EXERCISE ::
Across the data below, how many lines hold "target"? Answer with that number and nothing else.

MATERIAL FOR THIS TASK ::

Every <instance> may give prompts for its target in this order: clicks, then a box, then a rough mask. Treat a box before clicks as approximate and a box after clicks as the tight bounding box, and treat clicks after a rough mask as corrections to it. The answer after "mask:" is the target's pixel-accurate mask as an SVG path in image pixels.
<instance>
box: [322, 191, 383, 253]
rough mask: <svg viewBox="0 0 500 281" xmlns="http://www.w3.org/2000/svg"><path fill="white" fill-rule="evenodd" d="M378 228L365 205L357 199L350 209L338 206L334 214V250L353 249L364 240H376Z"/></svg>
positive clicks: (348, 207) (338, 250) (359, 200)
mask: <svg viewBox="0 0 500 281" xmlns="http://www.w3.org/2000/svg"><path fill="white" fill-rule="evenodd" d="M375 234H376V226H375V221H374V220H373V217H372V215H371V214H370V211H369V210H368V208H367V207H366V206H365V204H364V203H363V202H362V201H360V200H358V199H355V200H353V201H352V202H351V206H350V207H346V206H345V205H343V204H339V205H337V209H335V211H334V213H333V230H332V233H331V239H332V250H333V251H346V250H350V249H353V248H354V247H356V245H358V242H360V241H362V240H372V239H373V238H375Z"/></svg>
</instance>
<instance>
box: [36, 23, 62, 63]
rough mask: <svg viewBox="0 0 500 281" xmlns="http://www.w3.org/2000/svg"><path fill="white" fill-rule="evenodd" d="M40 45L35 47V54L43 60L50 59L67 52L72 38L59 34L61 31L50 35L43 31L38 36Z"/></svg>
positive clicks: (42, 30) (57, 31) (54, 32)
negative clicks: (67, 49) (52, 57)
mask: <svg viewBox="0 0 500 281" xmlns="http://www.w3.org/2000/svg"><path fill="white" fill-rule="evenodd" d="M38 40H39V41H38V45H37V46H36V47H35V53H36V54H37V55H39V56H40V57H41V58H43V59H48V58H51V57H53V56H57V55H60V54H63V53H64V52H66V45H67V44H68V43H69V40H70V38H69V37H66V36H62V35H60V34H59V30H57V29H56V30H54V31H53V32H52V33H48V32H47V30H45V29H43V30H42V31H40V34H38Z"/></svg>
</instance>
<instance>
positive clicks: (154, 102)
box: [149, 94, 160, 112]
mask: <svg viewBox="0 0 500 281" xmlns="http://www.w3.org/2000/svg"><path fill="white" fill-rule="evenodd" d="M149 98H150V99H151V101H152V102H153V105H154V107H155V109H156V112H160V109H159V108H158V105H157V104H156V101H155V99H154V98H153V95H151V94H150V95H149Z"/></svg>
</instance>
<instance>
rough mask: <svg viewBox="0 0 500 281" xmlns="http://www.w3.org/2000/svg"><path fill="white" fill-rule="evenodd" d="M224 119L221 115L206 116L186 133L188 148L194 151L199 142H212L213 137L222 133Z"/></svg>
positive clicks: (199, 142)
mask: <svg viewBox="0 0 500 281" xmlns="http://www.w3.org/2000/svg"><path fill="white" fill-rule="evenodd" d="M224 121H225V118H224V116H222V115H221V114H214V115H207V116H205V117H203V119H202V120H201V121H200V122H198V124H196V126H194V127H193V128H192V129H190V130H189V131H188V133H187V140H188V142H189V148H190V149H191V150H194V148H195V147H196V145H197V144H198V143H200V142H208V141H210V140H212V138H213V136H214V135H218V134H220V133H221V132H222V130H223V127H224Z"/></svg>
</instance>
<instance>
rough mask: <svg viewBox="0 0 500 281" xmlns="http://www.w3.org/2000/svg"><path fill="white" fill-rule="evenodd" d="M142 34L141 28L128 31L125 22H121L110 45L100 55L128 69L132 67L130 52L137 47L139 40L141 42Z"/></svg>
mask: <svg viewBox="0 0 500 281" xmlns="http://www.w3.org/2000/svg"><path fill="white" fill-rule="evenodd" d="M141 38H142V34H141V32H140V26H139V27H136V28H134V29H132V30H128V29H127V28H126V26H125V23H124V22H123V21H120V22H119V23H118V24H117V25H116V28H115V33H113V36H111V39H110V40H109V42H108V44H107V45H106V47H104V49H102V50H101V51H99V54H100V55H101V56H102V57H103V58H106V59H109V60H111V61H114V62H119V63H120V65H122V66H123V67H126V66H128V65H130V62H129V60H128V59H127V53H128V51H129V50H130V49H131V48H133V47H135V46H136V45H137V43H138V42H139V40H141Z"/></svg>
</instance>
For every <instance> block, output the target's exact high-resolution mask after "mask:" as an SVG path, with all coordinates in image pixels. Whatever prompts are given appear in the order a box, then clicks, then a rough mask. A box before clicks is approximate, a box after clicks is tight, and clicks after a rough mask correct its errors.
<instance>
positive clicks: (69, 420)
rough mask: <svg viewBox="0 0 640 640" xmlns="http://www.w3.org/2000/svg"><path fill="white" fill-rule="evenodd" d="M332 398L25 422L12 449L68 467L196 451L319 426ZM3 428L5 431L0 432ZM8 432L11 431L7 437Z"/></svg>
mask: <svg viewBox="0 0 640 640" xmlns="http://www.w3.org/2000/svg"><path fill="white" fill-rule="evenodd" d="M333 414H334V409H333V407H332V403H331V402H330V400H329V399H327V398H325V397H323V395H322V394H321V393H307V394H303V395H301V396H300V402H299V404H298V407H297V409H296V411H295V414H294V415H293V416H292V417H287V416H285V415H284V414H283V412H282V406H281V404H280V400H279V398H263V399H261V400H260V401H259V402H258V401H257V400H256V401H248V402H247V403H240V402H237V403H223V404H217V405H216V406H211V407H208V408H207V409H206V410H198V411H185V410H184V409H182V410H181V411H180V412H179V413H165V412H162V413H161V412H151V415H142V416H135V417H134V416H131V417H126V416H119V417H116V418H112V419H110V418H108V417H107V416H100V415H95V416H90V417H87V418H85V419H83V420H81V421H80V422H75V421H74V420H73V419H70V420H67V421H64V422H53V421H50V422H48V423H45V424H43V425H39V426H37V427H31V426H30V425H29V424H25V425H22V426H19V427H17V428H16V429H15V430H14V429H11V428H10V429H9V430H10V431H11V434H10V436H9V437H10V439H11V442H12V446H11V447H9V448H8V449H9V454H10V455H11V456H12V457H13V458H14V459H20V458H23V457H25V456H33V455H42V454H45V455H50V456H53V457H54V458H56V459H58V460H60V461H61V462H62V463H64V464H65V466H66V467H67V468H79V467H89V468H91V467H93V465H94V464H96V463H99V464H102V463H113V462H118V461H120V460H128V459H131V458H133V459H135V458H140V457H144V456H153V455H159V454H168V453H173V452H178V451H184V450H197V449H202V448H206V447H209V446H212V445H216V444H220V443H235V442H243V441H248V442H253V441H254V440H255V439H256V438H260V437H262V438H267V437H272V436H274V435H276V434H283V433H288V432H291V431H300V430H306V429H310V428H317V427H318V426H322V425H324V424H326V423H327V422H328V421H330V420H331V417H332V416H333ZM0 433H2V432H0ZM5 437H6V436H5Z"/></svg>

SOLUTION FOR THIS EXERCISE ::
2